AMD CPU speculation... and expert conjecture

harly2 · May 20, 2014

8350rocks :

You're always on about this ARM thing. It is clear that ARM in a PC is a waste. Why would anyone waste all that money to convert and emulate Windows or OS X when x86 is doing just fine....what is there to talk about?

That said ARM is mobile... x86 is a fail in phones and tablets. For servers it's obvious the vendors want out from Intel's thumb so there is a place for ARM in servers. But if anyone says ARM in PC just don't respond...that is silly.

juanrga · May 20, 2014

colinp :

So far as I know Excavator is on track and everyone who I call says me the same. Excavator patch was added to GCC at the end of the last year and was added to Clang this month. What sense has to add support for a canceled architecture? For 2015 we expect FX, Warsaw, Toronto, Cambridge, Carrizo... I don't see any official word from AMD neither from any tech site saying what you say.

I agree on that AMD is limited by constrained resources, but AMD only needs to tweak puma+ core to adapt it to Skybridge 2015, develop the new K12 core for 2016, and then the x86 'sister' core derived from the K12.

Moreover we have word from Keller than cat and Bulldozer lines will be fused in a single line. Thus I see AMD optimizing resources.

If excavator cores are to be released the next year, this implies that the design is finished at the time of writing this. AMD canceling excavator now will not bring backward all the money spent on the development of the core.

**Required tasks:**
A: Reproduce the AMD CPU thread, starting at the words "You're always on" and stopping after "respond...that is silly.", and substitute "RISC-V" for each occurrence of "ARM".
B: Based on the AMD CPU thread, mark each statement as agreeing or not, quoting the words that decide it: (i) Excavator support was added to Clang this month. (ii) The opening post calls x86 successful in phones and tablets. (iii) Keller said the cat and Bulldozer lines will be kept separate.
C: Write the next part of the AMD CPU thread, picking up after its final sentence.
The lines that come after this were drawn from a separate source.

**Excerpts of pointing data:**
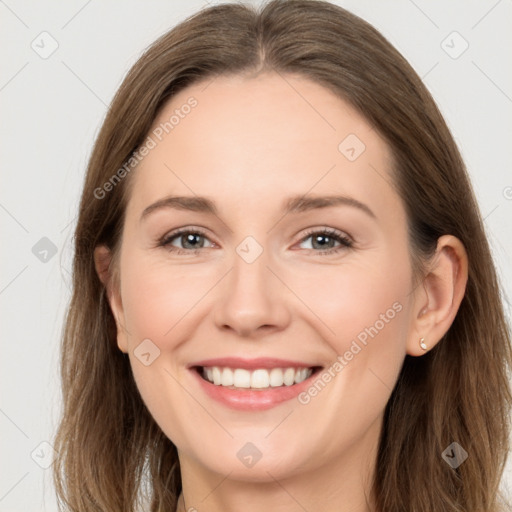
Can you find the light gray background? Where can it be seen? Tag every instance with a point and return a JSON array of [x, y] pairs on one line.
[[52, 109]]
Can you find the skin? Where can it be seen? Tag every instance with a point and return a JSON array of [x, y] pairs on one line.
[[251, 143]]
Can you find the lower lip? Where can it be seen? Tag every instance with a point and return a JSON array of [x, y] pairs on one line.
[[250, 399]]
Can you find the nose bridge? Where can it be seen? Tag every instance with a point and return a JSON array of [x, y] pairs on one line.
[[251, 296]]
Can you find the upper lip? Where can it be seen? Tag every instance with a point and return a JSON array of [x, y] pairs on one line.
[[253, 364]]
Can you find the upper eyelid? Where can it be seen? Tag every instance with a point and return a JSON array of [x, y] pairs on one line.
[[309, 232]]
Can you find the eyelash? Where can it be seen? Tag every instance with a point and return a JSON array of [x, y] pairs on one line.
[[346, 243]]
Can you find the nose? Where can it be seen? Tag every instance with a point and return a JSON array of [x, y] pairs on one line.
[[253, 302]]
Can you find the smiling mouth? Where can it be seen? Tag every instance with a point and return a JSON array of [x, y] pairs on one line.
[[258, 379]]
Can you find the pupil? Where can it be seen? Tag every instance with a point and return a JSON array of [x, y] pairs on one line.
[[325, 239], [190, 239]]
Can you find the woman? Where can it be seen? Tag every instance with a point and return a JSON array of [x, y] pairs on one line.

**Expected outputs:**
A:
You're always on about this RISC-V thing. It is clear that RISC-V in a PC is a waste. Why would anyone waste all that money to convert and emulate Windows or OS X when x86 is doing just fine....what is there to talk about?

That said RISC-V is mobile... x86 is a fail in phones and tablets. For servers it's obvious the vendors want out from Intel's thumb so there is a place for RISC-V in servers. But if anyone says RISC-V in PC just don't respond...that is silly.

B: (i) Yes: "was added to Clang this month". (ii) No: "x86 is a fail in phones and tablets". (iii) No: "cat and Bulldozer lines will be fused in a single line".

C:
Moreover, Intel will release Broadwell at the end of this year. I don't see how AMD could compete with 14nm Broadwell using 28nm Kaveri during all 2015. but I can see them half-competing with 20nm Carrizo up to the new core is ready.

Time will say what AMD has planed.

P.S.: We have known for a long time that AMD was preparing a new HEDT product since Keller returned. The words of someone who pretends to have insider information but only says what we already know is not impressing me, specially when we know all his insider information since the past year was wrong as another poster noted before.

8350rocks · May 20, 2014

juanrga :

colinp :

So far as I know Excavator is on track and everyone who I call says me the same. Excavator patch was added to GCC at the end of the last year and was added to Clang this month. What sense has to add support for a canceled architecture? For 2015 we expect FX, Warsaw, Toronto, Cambridge, Carrizo... I don't see any official word from AMD neither from any tech site saying what you say.

I agree on that AMD is limited by constrained resources, but AMD only needs to tweak puma+ core to adapt it to Skybridge 2015, develop the new K12 core for 2016, and then the x86 'sister' core derived from the K12.

Moreover we have word from Keller than cat and Bulldozer lines will be fused in a single line. Thus I see AMD optimizing resources.

If excavator cores are to be released the next year, this implies that the design is finished at the time of writing this. AMD canceling excavator now will not bring backward all the money spent on the development of the core.

Moreover, Intel will release Broadwell at the end of this year. I don't see how AMD could compete with 14nm Broadwell using 28nm Kaveri during all 2015. but I can see them half-competing with 20nm Carrizo up to the new core is ready.

Time will say what AMD has planed.

P.S.: We have known for a long time that AMD was preparing a new HEDT product since Keller returned. The words of someone who pretends to have insider information but only says what we already know is not impressing me, specially when we know all his insider information since the past year was wrong as another poster noted before.

Hmm...aside from your misquotes and putting words in my mouth because you never bother to actually READ my posts, I have been more accurate than you have. Note, my information has also evolved, do you think their plans have been static this entire time? You would be a fool to make such reckonings.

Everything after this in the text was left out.